Stated exercise:
Copy out every line of the data exactly.

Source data
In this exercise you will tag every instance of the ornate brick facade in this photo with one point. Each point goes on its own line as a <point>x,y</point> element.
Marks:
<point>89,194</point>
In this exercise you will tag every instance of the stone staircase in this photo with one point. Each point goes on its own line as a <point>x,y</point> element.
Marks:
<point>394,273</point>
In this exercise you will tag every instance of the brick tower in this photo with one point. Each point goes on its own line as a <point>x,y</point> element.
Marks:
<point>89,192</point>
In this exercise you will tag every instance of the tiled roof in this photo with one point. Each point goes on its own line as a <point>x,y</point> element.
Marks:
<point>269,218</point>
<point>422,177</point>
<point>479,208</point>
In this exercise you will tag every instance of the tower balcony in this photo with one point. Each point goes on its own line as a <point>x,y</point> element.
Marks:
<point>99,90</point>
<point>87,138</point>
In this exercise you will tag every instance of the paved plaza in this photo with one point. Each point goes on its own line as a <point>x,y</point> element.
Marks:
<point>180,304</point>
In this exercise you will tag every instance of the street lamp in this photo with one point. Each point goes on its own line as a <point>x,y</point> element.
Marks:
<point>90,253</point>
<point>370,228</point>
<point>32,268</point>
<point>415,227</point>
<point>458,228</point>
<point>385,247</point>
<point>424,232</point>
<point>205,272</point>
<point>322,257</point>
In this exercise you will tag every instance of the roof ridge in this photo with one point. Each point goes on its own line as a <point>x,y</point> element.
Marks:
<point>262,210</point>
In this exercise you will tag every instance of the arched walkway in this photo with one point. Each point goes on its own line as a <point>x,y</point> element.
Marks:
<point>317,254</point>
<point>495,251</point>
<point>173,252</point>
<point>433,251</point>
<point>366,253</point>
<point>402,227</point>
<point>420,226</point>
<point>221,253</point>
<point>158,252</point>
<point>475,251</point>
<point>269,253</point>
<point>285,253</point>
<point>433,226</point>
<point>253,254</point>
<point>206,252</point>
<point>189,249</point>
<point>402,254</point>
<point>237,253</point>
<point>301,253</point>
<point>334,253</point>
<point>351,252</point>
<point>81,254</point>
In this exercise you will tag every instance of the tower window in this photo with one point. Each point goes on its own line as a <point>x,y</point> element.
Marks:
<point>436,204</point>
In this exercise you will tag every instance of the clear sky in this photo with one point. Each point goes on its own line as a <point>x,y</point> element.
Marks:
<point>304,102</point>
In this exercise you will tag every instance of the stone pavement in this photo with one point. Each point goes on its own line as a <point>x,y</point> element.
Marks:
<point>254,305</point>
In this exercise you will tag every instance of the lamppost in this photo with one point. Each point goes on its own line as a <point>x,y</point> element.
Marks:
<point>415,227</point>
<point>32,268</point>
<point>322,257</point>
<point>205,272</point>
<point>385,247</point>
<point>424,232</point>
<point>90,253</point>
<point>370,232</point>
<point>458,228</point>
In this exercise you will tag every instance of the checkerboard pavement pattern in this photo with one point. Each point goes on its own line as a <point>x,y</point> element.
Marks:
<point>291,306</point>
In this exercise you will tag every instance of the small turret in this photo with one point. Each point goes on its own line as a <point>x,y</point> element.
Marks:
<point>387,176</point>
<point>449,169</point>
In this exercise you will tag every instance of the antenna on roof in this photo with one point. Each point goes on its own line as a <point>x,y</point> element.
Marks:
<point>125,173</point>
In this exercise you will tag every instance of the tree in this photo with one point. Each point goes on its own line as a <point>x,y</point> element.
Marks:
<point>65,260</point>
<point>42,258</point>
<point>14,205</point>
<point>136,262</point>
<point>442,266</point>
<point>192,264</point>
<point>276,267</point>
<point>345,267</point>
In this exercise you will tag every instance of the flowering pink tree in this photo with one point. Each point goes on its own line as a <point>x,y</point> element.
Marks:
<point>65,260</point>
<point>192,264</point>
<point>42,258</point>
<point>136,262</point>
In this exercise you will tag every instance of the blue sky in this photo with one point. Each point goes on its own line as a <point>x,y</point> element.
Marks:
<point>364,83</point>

Expected output:
In this exercise you will tag every instance of the ornate brick facade in this photo with one point. Each point goes on its own line as a <point>x,y</point> element.
Marks:
<point>89,194</point>
In this exercise you will tag every instance of the stone staircase in this photo with one point. Each point goes on its own line as a <point>x,y</point> element.
Marks:
<point>394,273</point>
In this exercise you will tag every instance of the brick tower in this photo with one point. Each point goes on its own line as a <point>x,y</point> element.
Marks:
<point>89,192</point>
In this exercise you will tag every instance of the tiled roof in this photo with one point. Each point goes on its own line as a <point>x,y</point> element.
Marks:
<point>269,218</point>
<point>422,177</point>
<point>479,208</point>
In this exercise you will tag every instance of the tower balcony in this photo with one point. Each point goes on its own line as a <point>x,y</point> element.
Marks:
<point>99,90</point>
<point>87,138</point>
In this exercise you will tag every instance of the paved plaza in this photo with one point. Each point goes on its own line as a <point>x,y</point> element.
Marks:
<point>180,304</point>
In this exercise you will tag every instance of the street lamp in this photo with one point. Each point goes on its own line as a <point>x,y</point> element.
Marks:
<point>90,253</point>
<point>370,228</point>
<point>32,268</point>
<point>415,227</point>
<point>458,228</point>
<point>385,247</point>
<point>424,232</point>
<point>205,272</point>
<point>322,257</point>
In this exercise you will tag every instance of the roof ridge in this photo with one point. Each point goes on its own line as a <point>x,y</point> element.
Marks:
<point>262,210</point>
In this exercise you will tag every instance of the arched walkway in this photo with one point. Each point goes on its own line as a <point>x,y</point> element.
Marks:
<point>317,254</point>
<point>495,251</point>
<point>173,252</point>
<point>433,251</point>
<point>366,253</point>
<point>402,227</point>
<point>420,226</point>
<point>221,253</point>
<point>158,252</point>
<point>475,251</point>
<point>269,253</point>
<point>285,253</point>
<point>433,226</point>
<point>253,254</point>
<point>206,252</point>
<point>189,249</point>
<point>402,254</point>
<point>237,253</point>
<point>301,253</point>
<point>334,253</point>
<point>351,252</point>
<point>81,254</point>
In this exercise you will tag every instance of the tower window in this photo with one point. Each point goes on its own line as a <point>x,y</point> element.
Marks:
<point>436,204</point>
In this exercise you will tag every instance of the clear sky in this photo with one point. Each point goes on its own line as a <point>x,y</point> element.
Marks:
<point>304,102</point>
In this exercise you will tag every instance of the stone pavement in this photo with one point. Each point goes on its own line as a <point>x,y</point> element.
Marks:
<point>254,305</point>
In this exercise you will tag every instance of the lamppost in this photo with one point. Each point goes on its own line as a <point>x,y</point> element.
Marks:
<point>415,227</point>
<point>32,268</point>
<point>322,257</point>
<point>205,272</point>
<point>385,247</point>
<point>424,232</point>
<point>90,253</point>
<point>370,232</point>
<point>458,228</point>
In this exercise you will tag every instance of the checkerboard pavement pattern in this photo with one point. Each point goes on its own line as a <point>x,y</point> element.
Marks:
<point>291,306</point>
In this exercise you will tag every instance of the small turret in this photo with one point. Each point goes on its own line as a <point>x,y</point> element.
Marks:
<point>387,176</point>
<point>449,169</point>
In this exercise you will tag every instance of the antenna on roof in this photo with one point. Each point goes on its own line as a <point>x,y</point> element.
Marks:
<point>125,173</point>
In this exercise you will tag every instance of the tree in this photo with one point. Each point goes on its own line as a <point>x,y</point> element.
Marks:
<point>65,260</point>
<point>42,258</point>
<point>14,205</point>
<point>136,262</point>
<point>442,266</point>
<point>192,264</point>
<point>276,267</point>
<point>345,267</point>
In this exercise you will tag every instance of the flowering pink tree in this photo with one point. Each point goes on its own line as a <point>x,y</point> element.
Marks:
<point>65,260</point>
<point>192,264</point>
<point>42,258</point>
<point>136,262</point>
In this exercise you will tag every instance of the blue sky in this photo with one point. Each point goes on its own line as a <point>x,y</point> element.
Marks:
<point>364,83</point>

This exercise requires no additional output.